(EXERCISE DATA)

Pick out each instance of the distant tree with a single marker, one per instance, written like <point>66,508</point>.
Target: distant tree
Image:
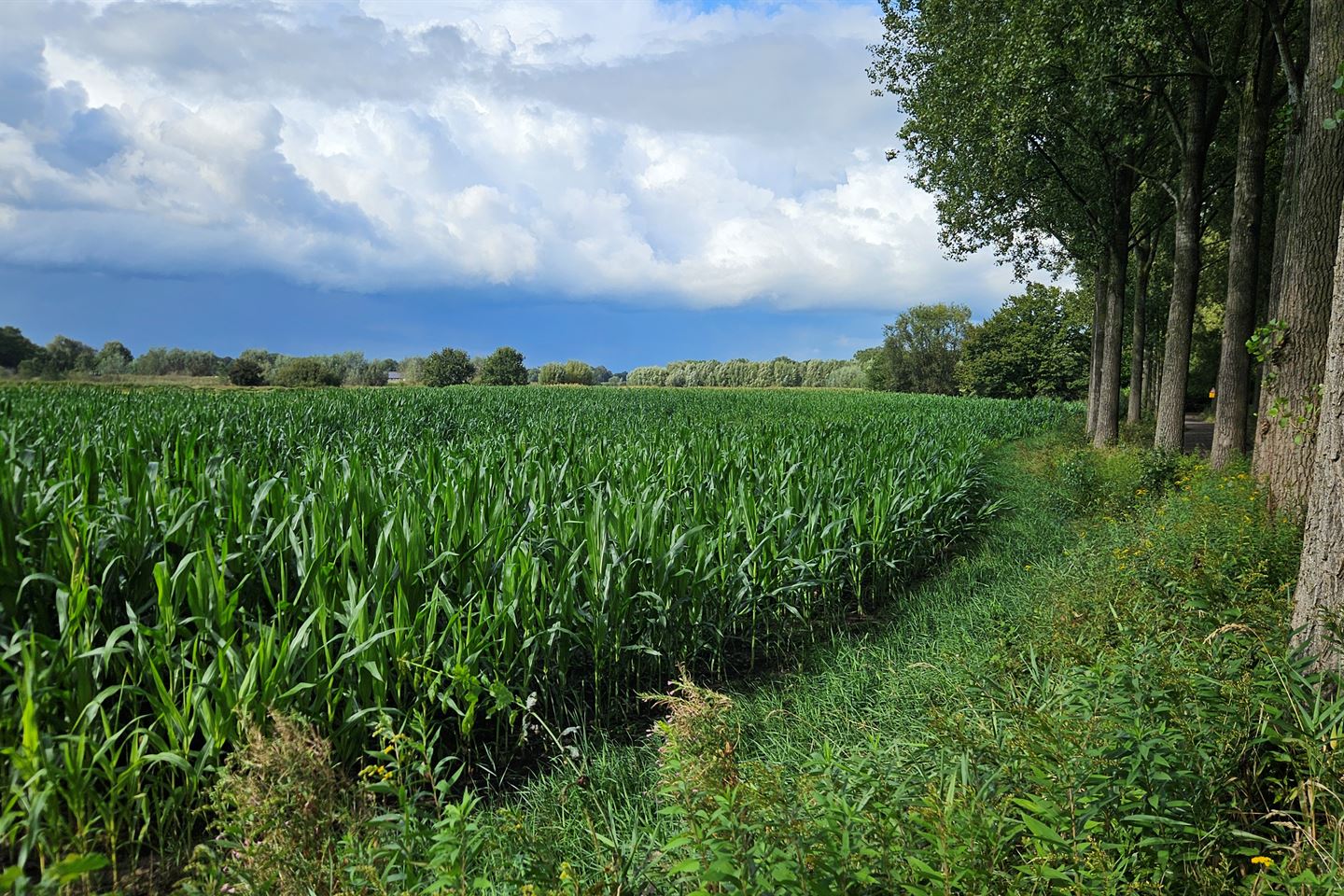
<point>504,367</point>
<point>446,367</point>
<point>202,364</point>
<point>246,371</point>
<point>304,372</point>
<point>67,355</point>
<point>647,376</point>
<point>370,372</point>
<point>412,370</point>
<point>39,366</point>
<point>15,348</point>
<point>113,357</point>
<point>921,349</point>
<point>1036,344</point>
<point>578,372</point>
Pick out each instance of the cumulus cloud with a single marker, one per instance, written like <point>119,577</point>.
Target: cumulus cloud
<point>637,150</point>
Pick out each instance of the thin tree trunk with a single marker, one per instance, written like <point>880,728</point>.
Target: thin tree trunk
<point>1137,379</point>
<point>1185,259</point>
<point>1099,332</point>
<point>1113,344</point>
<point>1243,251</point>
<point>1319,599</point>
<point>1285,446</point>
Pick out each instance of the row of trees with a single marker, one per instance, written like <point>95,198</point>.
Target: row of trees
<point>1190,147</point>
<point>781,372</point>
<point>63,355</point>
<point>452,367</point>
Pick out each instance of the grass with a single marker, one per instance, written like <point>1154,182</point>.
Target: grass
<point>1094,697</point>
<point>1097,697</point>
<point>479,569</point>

(End EXERCISE DATA)
(EXERCISE DATA)

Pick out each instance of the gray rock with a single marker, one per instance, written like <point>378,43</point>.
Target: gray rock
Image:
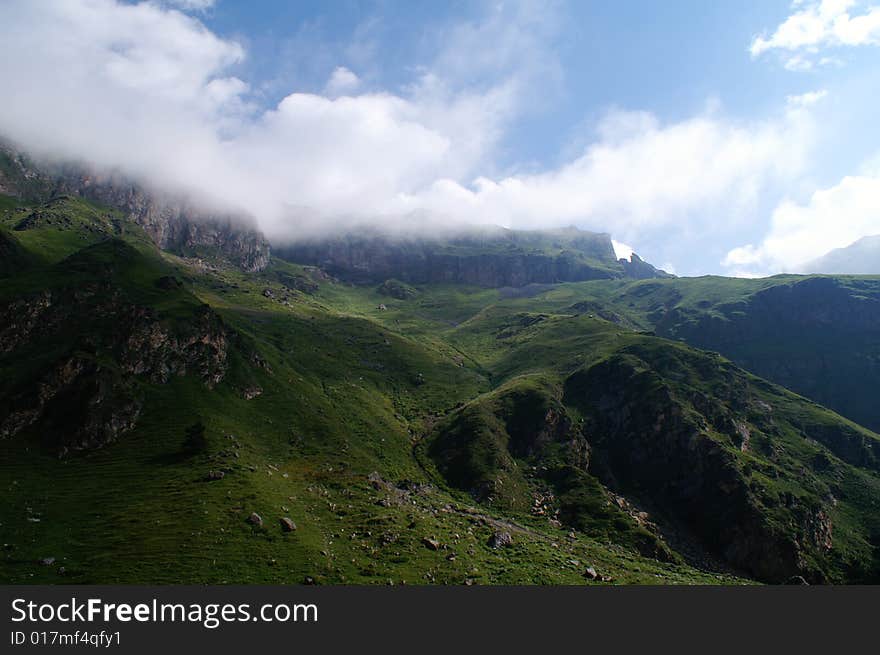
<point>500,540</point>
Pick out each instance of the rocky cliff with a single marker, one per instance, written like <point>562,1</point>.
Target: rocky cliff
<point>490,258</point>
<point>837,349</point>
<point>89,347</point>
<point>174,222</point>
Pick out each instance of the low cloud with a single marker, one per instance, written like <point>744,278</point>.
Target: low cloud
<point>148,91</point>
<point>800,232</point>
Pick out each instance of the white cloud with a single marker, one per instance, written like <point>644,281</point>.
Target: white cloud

(End EXERCISE DATA)

# [PROBLEM TO SOLVE]
Some lines above may hold the word "white"; say how many do, giving nothing besides the number.

# [WRITTEN REPLY]
2